**Passage to read**
=====

Ahmet Sait Akcay
Ahmet Sait Akcay is an African Studies scholar, literary critic, and doctoral candidate in African Studies at the University of Cape Town. He received a BA in Comparative Literature from Istanbul Bilgi University and an MA in History from Yildiz Technical University, Turkey. He has consistently contributed to literary journals and newspapers for over twenty years. He worked as a translator and journalist at a news agency for almost five years before coming to Cape Town. He completed an MPhil degree in African Studies at the University of Cape Town, focusing on modernist African poetry. In his PhD dissertation project, he examines the question of hospitality and spatiality in Nuruddin Farah’s novels. Akcay has authored five short story collections and three critical books, including Reading Orhan Pamuk: The Impossible Allegories of Reading, Houris in Mind: A Critical Analysis to Islamic Populist Culture, and Modern African Literature in Turkish. He was the editor of Turkish journal HECE’s special issue for Africa which covers major debates in social science in Africa. He also translated R.R.R Dhlomo’s An African Tragedy and Gebreyesus Hailu’s Conscript into Turkish. His work appeared in Social Dynamics, Research Africa, The Annual Review of Islam in Africa (ARIA), The Johannesburg Review of Books and African Books Collective.
His recent publications: ‘Introduction’ to Harry Garuba’s poetry collection Shadow and Dream: Alive in Poetry (Langaa RPCIG, 2023): “Reading Walter Rodney as Decolonial Thinker?”, Social Dynamics, 48:3, 2023.

=====

**Record excerpts**
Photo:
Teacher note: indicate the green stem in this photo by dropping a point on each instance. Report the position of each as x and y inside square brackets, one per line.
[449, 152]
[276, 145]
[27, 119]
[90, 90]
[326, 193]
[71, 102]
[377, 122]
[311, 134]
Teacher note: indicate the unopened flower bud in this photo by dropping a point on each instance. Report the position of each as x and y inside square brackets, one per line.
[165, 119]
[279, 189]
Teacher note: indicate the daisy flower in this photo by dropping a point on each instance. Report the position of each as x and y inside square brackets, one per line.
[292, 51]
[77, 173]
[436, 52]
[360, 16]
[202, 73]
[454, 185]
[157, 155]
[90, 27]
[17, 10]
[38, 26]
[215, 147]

=====

**Using the information**
• 1. Do these statements agree with the Akcay biography? Answer yes or no for each, quoting the deciding words of the biography. (a) He received an MA in History from Yildiz Technical University. (b) He worked at a news agency for almost ten years. (c) His MPhil degree focused on modernist African poetry.
• 2. Retype the part of the Akcay biography between "His recent publications: ‘Introduction’" and "Dynamics, 48:3, 2023.", inclusive.
• 3. According to the Akcay biography, whose novels does his PhD dissertation project examine?

**Answers to this exercise**
• 1.
(a) Yes: "an MA in History from Yildiz Technical University, Turkey"
(b) No: "He worked as a translator and journalist at a news agency for almost five years"
(c) Yes: "focusing on modernist African poetry"

• 2.
His recent publications: ‘Introduction’ to Harry Garuba’s poetry collection Shadow and Dream: Alive in Poetry (Langaa RPCIG, 2023): “Reading Walter Rodney as Decolonial Thinker?”, Social Dynamics, 48:3, 2023.

• 3. Nuruddin Farah's novels.